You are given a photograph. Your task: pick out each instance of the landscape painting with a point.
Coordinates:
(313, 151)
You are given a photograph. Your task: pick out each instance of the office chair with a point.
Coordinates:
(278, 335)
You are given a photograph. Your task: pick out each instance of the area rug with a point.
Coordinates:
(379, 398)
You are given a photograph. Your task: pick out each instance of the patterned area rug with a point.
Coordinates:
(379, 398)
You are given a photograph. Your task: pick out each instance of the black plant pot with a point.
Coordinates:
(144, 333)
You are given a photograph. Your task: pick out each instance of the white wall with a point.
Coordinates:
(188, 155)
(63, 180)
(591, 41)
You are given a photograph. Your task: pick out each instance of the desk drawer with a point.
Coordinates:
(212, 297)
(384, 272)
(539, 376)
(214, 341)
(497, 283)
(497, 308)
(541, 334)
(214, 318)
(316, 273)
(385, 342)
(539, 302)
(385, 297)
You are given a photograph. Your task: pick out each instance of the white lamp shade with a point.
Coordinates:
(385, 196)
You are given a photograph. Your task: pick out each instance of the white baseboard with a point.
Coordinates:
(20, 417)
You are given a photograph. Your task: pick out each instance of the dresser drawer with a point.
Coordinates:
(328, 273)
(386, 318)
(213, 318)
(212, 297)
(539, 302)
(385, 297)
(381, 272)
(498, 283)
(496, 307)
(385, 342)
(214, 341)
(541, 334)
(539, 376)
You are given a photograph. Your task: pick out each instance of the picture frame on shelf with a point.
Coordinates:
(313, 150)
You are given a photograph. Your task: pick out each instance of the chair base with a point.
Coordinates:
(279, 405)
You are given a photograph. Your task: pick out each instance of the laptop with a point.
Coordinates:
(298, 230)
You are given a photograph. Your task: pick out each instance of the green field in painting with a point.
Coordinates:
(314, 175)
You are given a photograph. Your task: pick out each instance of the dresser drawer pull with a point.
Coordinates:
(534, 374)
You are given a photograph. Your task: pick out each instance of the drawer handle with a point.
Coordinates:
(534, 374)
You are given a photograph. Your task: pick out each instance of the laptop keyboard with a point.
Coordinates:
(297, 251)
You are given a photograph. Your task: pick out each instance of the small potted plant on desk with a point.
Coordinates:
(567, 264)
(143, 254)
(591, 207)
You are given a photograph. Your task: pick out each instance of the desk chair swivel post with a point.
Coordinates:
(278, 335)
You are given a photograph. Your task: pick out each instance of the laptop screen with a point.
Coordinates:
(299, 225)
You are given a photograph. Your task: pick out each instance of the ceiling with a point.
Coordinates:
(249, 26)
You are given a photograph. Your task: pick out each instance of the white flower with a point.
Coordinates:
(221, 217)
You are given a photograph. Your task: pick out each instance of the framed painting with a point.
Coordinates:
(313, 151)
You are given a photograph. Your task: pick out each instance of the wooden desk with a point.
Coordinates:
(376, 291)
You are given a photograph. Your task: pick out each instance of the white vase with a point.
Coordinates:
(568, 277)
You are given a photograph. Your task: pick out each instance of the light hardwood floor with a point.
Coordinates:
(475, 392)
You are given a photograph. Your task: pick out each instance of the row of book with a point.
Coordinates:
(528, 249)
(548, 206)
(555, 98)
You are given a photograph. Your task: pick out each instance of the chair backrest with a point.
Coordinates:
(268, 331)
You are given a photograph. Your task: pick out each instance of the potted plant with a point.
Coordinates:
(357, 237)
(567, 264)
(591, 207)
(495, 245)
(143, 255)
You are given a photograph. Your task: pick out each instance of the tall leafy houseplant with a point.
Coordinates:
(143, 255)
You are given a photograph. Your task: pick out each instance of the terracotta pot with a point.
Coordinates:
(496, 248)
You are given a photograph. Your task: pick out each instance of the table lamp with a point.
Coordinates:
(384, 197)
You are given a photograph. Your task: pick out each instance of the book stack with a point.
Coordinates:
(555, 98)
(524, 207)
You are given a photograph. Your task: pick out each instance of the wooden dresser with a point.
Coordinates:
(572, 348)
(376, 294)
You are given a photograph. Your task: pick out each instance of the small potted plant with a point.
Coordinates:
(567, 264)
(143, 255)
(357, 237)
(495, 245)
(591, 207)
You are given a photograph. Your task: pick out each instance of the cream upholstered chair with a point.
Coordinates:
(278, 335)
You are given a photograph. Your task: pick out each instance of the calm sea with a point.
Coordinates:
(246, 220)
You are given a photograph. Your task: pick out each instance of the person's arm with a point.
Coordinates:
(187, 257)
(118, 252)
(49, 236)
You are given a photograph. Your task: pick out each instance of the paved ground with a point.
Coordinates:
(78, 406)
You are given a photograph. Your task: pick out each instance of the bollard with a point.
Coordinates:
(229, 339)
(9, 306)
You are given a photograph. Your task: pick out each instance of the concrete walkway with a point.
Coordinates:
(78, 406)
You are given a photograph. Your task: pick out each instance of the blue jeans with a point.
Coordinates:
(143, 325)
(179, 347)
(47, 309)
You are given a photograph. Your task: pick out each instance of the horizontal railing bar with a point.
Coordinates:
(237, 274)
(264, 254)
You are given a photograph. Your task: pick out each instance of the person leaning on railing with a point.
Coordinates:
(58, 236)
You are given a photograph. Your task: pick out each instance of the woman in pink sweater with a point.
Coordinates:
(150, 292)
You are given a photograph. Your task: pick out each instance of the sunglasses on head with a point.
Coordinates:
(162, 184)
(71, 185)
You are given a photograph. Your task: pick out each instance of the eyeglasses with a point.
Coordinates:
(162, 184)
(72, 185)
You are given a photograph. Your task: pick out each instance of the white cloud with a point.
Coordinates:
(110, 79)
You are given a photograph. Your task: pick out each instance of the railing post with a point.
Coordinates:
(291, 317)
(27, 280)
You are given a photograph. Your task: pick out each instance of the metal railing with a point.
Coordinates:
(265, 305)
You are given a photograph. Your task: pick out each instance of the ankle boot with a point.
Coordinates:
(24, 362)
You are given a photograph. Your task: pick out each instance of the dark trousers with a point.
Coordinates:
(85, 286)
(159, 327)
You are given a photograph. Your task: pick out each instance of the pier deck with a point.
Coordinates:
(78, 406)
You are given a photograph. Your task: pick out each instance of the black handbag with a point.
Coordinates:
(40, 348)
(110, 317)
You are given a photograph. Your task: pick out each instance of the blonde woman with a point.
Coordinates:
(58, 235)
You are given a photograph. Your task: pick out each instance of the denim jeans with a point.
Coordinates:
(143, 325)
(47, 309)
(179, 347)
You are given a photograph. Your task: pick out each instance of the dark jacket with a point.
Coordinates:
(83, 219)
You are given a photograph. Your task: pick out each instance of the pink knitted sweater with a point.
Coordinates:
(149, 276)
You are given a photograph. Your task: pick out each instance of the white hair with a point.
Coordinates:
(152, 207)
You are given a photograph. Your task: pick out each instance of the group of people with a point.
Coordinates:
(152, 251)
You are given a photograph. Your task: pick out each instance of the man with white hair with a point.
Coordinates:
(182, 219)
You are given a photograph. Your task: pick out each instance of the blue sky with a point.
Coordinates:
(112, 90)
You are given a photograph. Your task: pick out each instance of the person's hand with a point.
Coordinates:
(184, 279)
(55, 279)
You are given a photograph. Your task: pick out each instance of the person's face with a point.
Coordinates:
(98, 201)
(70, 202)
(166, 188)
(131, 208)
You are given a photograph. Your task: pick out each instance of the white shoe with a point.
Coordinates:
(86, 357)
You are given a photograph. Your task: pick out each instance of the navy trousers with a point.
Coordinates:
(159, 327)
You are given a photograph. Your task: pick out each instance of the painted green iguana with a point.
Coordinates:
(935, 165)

-----

• _Aim_:
Please repeat the records verbatim, beginning at the line that contains "knitted sweater with a point." and stopping after the last line of the records.

• _Finished task_:
You are given a photograph. Your task: pick out each instance of the pink knitted sweater with a point.
Coordinates:
(149, 276)
You are given a photograph. Your task: pick out each instance of the white hair with a point.
Coordinates:
(152, 207)
You are given a photograph. Your task: pick out each instance of the group of people with a point.
Coordinates:
(152, 251)
You are given a photograph. Your task: pick out each instance of the man with white hair with a point.
Coordinates:
(182, 219)
You are given a photograph. Your task: pick out each instance of the blue sky with a point.
Coordinates:
(112, 90)
You are given a photograph. Your task: pick out each instance of the person's hand with a point.
Coordinates:
(184, 279)
(55, 279)
You are given a photograph. Your task: pick out each instance of the person's face with a point.
Coordinates:
(98, 201)
(70, 202)
(166, 188)
(131, 208)
You are given a photograph. Your task: pick out each instance of the white shoe with a point.
Coordinates:
(86, 357)
You are given a photograph. Your task: pick out each instance of the navy trousers with a point.
Coordinates:
(159, 327)
You are given a photograph. Your task: pick out each instance of the painted green iguana with a point.
Coordinates:
(935, 165)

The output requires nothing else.